• Tasks to carry out:
- A) In the text on Islamic learning in madrasahs, what did Chan find about Hong Kong teachers' belief in authority?
- B) Write the next part of the text on Islamic learning in madrasahs, picking up after its final sentence.

• Reading text:
=-=-=-=-=
Students read first, then teachers correct the mistakes. It is not the teachers to initiate the learning. Students know 50% already before the teacher comes to the class. (A teacher of Madrasah B)
This emphasis on the students' effort and their self-recognition as "traditional" seems to be a contradiction at a glance, because "traditional" learning may assume the greater role of teachers. However, some previous studies also have pointed out that the importance of effort is often found in traditional values of the East. For instance, Chan has found a similar emphasis on students’ effort among teachers in Hong Kong who are influenced by the Confucian culture (Chan 2008). An important difference in the case of Islamic context should be noted that the role of self-effort is interpreted about the role of the God. In Madrasah A, whenever the importance of self-effort is emphasized, ustazahs would add that,
First, you should read aloud. Then understand. Study without understanding is meaningless. Then if you have the part you cannot understand, look for the meaning. When you really cannot find the answer, ask ustazahs. If you offer supplication sincerely, Allah gives the answer (An ustazah of madrasah A).
2) Learning Islam is to learn from the authority
Chan added the dimension of belief in authority in her studies of Hong Kong teachers. This dimension is about whether the knowledge is handed down by the authorized figures or experts (Chan 2008). While the dimension of authority is supposed to be more sensitive to the cultural differences and some previous studies in Asian countries confirmed the significance of this dimension, Chan found that Hong Kong teachers' belief in authority was lower than expected (Chan 2008).
=-=-=-=-=
• Given information:
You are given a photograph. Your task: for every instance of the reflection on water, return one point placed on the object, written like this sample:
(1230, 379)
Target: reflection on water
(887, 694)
=-=-=-=-=
• Responses by task:
- A) Their belief in authority was lower than expected.

- B)
In Madrasah A, belief in the religious authority, especially those who recorded the teachings in the canonical works are at the core of their belief. It is found in their way of learning which they call as “from cover to cover” or “pondok style." An ustazah who had learned in a formal Islamic school contrasted the learning in the madrasah and the formal school as follows;
Our system is like a pondok. In our term, it is called "from cover to cover." This way of learning allows us to learn deeper. …The formal schools follow the syllabus, so it is recognized by the government. Here we employ the pondok system, learn following kitabs (classical religious books). Even though our certificate is not recognized by the government, our knowledge is better (than the government school). Since we learn every lesson deeply, our students can be accepted anywhere even without the official certificates (An ustazah of madrasah A).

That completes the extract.